- _THE INPUT_
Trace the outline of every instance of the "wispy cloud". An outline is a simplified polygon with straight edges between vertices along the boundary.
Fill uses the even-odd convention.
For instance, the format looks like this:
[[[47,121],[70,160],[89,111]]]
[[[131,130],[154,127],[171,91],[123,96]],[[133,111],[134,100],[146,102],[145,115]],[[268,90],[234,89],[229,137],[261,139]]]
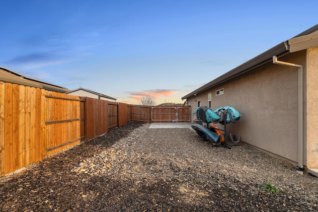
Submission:
[[[168,89],[155,89],[147,90],[138,92],[131,92],[128,97],[140,100],[143,96],[150,96],[155,99],[159,99],[160,96],[163,96],[169,97],[172,95],[179,92],[176,90],[168,90]]]
[[[6,63],[18,70],[31,70],[70,62],[61,58],[53,53],[36,53],[16,57]]]

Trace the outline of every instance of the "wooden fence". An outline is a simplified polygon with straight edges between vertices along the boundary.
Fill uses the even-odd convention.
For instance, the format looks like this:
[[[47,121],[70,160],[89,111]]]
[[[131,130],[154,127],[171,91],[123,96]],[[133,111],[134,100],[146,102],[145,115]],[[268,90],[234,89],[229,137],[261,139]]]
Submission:
[[[185,117],[179,120],[189,122],[189,108],[180,108],[189,112],[179,112]],[[166,119],[170,110],[162,109],[156,118]],[[152,122],[152,116],[150,106],[0,82],[0,176],[129,122]]]

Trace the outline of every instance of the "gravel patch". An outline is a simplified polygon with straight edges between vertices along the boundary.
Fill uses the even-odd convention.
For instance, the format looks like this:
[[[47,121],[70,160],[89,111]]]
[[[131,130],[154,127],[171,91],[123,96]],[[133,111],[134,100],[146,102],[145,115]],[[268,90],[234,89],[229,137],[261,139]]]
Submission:
[[[132,123],[0,179],[3,211],[318,211],[318,180],[243,142]],[[279,194],[262,187],[270,180]]]

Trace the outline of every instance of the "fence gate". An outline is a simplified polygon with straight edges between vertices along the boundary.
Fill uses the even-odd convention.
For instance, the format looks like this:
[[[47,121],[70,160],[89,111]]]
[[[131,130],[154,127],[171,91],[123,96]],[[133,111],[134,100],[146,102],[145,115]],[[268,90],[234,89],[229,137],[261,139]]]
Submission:
[[[190,108],[152,107],[152,123],[190,122]]]

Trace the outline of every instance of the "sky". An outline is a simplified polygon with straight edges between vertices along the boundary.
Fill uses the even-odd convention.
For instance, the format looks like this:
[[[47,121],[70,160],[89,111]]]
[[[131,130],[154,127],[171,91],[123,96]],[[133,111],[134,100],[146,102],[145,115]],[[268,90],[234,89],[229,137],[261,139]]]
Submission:
[[[139,104],[181,97],[318,24],[318,1],[0,0],[0,66]]]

- _WRITTEN TASK_
Identify every line in the listing above that contains the string "along" and reproduce each one in full.

- _THE COMPLETED TASK_
Trace the outline of every instance of the "wispy cloud". An outline is a simplified polygon with straight edges between vertices along the boundary.
Trace the outline of every instance of the "wooden fence". An outline is a simplified polygon with straight edges between vertices along the boundary.
Trace the outline of every instance of the "gravel patch". An outline is a simplified polygon with straight edges between vertices along the boundary.
Trace the outline of every instance of the "fence gate". An outline is a simplified polygon with straight edges between vertices along the boundary.
Trace the outline of every instance of the "sky". An outline is a simplified polygon with straight edges between vertices along the boundary.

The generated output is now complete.